### TASK PROMPT
Copy every line from the one holding "Target: gmc emblem" through the end of the items, inclusive, keeping all the text lines as they are. Shift each x and y coordinate in the answers by -91.

### DATA SUPPLIED

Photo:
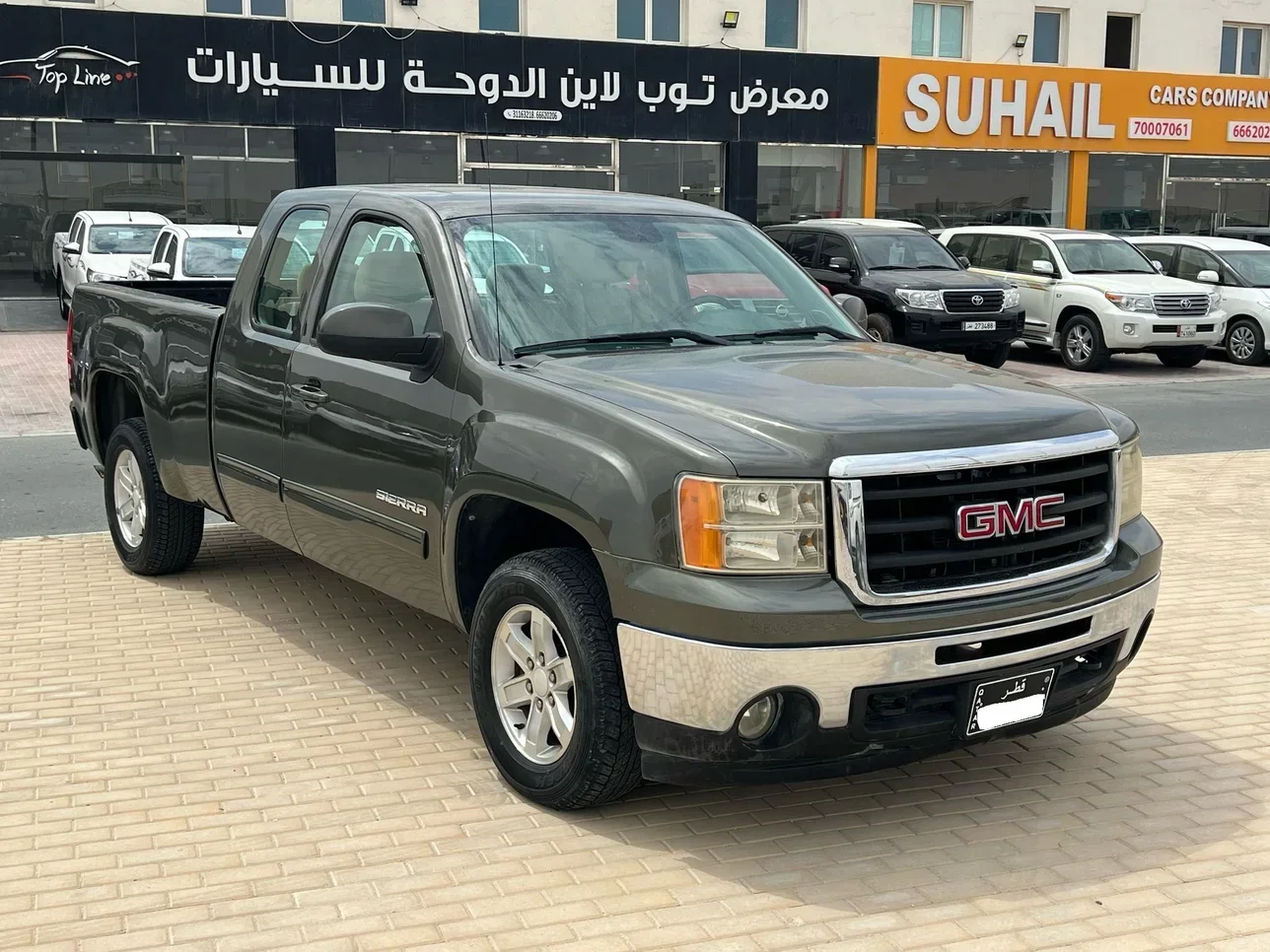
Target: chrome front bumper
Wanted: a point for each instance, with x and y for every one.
(705, 686)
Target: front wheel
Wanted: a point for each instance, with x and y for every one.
(154, 533)
(1246, 343)
(547, 684)
(989, 354)
(1182, 356)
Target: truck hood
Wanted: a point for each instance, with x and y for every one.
(788, 409)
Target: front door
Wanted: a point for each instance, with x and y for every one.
(367, 442)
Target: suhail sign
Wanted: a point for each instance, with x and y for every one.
(1019, 108)
(70, 66)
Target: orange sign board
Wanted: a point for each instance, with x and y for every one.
(943, 104)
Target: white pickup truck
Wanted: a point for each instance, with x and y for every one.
(102, 245)
(194, 252)
(1093, 295)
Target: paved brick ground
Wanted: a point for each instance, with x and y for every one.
(260, 756)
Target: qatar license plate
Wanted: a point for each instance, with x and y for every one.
(1000, 704)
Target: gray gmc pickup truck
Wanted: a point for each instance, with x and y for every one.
(697, 525)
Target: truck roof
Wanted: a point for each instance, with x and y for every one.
(467, 201)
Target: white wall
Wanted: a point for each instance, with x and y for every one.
(1175, 35)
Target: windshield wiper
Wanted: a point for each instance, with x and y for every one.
(653, 336)
(815, 329)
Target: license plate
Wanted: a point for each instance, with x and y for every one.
(1000, 704)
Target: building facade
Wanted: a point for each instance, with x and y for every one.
(1145, 115)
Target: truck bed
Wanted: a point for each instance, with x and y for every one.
(160, 336)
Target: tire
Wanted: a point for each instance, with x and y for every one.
(879, 327)
(1081, 344)
(171, 529)
(600, 762)
(989, 356)
(1246, 343)
(1182, 356)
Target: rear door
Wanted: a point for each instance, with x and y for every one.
(367, 442)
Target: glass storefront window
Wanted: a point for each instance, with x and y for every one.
(797, 183)
(1124, 193)
(369, 158)
(942, 188)
(673, 169)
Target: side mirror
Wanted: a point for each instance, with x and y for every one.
(373, 331)
(854, 307)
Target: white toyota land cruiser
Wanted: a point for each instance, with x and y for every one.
(1094, 295)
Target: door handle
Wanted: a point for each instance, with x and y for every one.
(309, 393)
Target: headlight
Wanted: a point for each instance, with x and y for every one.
(1132, 303)
(1130, 481)
(750, 525)
(926, 300)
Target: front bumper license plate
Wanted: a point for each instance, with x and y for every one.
(1000, 704)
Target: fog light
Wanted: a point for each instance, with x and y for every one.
(758, 717)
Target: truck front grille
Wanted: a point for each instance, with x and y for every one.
(1181, 305)
(899, 536)
(974, 301)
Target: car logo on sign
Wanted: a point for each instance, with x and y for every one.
(980, 520)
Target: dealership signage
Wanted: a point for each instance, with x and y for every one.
(208, 69)
(973, 105)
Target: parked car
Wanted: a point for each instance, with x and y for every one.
(102, 245)
(194, 252)
(1242, 272)
(1093, 295)
(47, 245)
(688, 540)
(915, 290)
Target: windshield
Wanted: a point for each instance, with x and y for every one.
(1253, 267)
(215, 258)
(570, 277)
(1103, 256)
(908, 250)
(122, 238)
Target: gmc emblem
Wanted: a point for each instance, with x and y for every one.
(995, 519)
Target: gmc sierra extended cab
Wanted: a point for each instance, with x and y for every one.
(697, 527)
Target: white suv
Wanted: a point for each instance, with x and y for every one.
(1242, 270)
(1094, 295)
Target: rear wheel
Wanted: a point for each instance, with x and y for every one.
(1181, 356)
(154, 533)
(878, 326)
(546, 682)
(1246, 342)
(1081, 344)
(989, 354)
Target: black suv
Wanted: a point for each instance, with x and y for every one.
(915, 290)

### REPLY TO THE EXERCISE
Target: gmc emblem
Wanted: a point for each instance, with x and y for every one.
(904, 428)
Target: gmc sierra extended cab
Wanted: a point for each instance, with x and y for every one.
(606, 436)
Target: white suv
Wanted: a point for each instance, with x and y for every one.
(1151, 179)
(1003, 204)
Target: rear wheel
Wanted: a point for each instance, with x and y for every one.
(1090, 265)
(63, 442)
(787, 235)
(455, 591)
(1155, 251)
(990, 253)
(898, 263)
Target: black suv
Wanted: a point for each instance, with x and y for every one.
(824, 199)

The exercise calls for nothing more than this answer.